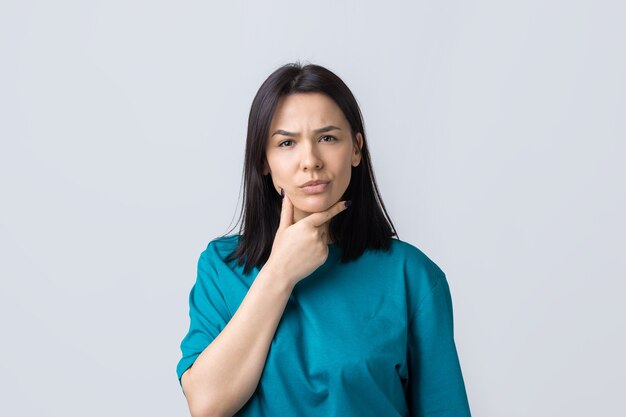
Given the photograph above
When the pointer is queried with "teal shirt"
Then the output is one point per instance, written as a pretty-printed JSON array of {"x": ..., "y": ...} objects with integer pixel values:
[{"x": 372, "y": 337}]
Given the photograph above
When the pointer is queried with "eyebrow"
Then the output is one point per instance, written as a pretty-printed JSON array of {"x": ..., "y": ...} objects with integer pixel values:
[{"x": 320, "y": 130}]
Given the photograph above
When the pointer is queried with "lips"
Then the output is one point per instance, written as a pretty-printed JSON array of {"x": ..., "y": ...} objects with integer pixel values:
[{"x": 314, "y": 182}]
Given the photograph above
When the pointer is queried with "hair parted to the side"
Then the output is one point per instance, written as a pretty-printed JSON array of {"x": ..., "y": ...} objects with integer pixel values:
[{"x": 364, "y": 225}]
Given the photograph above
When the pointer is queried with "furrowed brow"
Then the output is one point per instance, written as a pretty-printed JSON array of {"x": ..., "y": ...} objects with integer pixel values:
[{"x": 320, "y": 130}]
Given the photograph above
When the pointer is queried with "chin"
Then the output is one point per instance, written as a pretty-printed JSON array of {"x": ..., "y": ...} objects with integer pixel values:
[{"x": 314, "y": 207}]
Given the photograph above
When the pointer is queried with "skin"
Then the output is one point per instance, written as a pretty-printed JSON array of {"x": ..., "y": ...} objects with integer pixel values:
[{"x": 301, "y": 155}]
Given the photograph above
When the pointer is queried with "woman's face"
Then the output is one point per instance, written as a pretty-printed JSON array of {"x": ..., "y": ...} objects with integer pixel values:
[{"x": 310, "y": 139}]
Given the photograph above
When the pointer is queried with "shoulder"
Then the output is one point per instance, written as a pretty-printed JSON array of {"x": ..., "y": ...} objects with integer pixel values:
[
  {"x": 420, "y": 271},
  {"x": 218, "y": 249},
  {"x": 414, "y": 256}
]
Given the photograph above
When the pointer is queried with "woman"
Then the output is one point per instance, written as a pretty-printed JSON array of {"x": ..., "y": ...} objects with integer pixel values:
[{"x": 314, "y": 309}]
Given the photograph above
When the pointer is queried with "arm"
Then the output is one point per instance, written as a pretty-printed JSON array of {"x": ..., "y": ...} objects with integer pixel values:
[
  {"x": 436, "y": 386},
  {"x": 226, "y": 373}
]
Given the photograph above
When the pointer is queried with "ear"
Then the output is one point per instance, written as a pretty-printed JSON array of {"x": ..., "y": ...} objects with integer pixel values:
[{"x": 356, "y": 156}]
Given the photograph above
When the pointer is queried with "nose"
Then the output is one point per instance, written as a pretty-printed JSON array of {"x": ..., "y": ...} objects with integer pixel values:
[{"x": 310, "y": 158}]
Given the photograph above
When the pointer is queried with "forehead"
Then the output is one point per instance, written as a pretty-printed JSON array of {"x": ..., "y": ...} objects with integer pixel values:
[{"x": 314, "y": 109}]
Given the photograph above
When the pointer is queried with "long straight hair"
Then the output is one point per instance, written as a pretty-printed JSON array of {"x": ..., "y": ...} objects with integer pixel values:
[{"x": 366, "y": 223}]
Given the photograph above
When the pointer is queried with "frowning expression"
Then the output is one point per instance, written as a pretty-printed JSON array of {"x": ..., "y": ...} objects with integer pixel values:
[{"x": 310, "y": 139}]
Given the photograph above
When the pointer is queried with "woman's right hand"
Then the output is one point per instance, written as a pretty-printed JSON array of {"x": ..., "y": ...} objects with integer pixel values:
[{"x": 300, "y": 248}]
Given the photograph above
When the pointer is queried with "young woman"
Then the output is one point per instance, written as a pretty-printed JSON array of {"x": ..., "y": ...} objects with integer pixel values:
[{"x": 314, "y": 308}]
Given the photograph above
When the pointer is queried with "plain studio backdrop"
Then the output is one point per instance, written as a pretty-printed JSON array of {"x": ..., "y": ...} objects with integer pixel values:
[{"x": 497, "y": 131}]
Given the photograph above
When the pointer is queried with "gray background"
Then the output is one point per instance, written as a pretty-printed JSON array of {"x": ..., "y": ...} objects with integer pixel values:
[{"x": 497, "y": 133}]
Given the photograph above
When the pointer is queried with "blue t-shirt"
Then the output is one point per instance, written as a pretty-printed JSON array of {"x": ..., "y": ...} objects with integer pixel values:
[{"x": 371, "y": 337}]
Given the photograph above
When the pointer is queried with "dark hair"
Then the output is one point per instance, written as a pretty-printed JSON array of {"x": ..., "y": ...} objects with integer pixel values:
[{"x": 366, "y": 223}]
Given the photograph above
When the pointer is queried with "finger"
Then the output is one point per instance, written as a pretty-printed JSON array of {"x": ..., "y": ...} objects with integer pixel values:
[
  {"x": 286, "y": 213},
  {"x": 318, "y": 219}
]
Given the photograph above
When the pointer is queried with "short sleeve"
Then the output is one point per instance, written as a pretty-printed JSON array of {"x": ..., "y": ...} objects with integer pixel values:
[
  {"x": 435, "y": 386},
  {"x": 208, "y": 312}
]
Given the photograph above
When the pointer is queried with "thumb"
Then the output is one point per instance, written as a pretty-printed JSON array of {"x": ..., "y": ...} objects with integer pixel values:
[{"x": 286, "y": 213}]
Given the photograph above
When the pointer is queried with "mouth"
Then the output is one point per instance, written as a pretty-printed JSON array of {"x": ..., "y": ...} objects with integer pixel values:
[
  {"x": 316, "y": 187},
  {"x": 314, "y": 182}
]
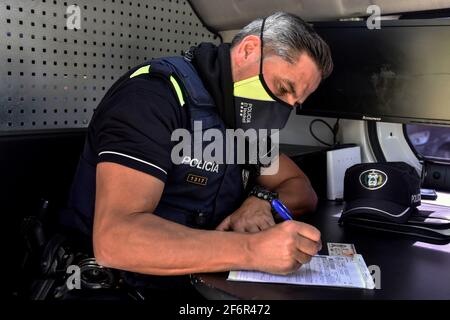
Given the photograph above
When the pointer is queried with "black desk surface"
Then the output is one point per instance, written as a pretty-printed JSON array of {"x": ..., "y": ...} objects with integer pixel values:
[{"x": 408, "y": 270}]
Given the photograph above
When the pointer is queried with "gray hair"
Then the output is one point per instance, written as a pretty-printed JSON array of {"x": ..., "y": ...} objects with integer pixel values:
[{"x": 287, "y": 35}]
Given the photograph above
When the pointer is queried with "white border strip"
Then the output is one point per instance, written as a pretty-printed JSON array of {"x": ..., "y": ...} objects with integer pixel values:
[
  {"x": 375, "y": 209},
  {"x": 127, "y": 156}
]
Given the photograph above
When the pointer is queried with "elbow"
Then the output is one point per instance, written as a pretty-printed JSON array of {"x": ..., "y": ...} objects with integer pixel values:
[{"x": 103, "y": 245}]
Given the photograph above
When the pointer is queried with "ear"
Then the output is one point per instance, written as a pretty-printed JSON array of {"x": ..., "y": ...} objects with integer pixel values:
[{"x": 249, "y": 50}]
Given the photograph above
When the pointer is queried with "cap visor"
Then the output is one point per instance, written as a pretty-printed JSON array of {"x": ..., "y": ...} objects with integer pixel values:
[{"x": 377, "y": 209}]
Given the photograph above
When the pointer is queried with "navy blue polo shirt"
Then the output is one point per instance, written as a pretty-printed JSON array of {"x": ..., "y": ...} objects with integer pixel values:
[{"x": 133, "y": 127}]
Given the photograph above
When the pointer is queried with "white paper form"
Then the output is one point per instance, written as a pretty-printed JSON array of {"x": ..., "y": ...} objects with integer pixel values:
[{"x": 335, "y": 271}]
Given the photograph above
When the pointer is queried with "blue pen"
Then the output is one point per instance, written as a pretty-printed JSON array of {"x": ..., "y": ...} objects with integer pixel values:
[{"x": 281, "y": 209}]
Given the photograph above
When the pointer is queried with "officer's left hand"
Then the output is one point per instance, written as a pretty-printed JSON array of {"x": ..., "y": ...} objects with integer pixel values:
[{"x": 252, "y": 216}]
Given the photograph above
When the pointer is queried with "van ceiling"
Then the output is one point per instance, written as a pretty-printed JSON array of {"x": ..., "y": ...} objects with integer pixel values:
[{"x": 222, "y": 15}]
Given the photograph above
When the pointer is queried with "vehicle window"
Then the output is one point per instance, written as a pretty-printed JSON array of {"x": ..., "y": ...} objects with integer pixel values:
[{"x": 430, "y": 142}]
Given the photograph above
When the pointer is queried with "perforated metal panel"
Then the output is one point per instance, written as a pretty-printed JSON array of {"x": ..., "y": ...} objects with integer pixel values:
[{"x": 52, "y": 76}]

# # # # #

Short exercise –
Which lines of the listing above contain the word "woman"? Pick out each of them and copy it in full.

Result for this task –
When the pointer is queried with "woman's face"
When the pointer is queried with "woman"
When the pointer is queried with "woman's right hand"
When the pointer is queried with "young woman"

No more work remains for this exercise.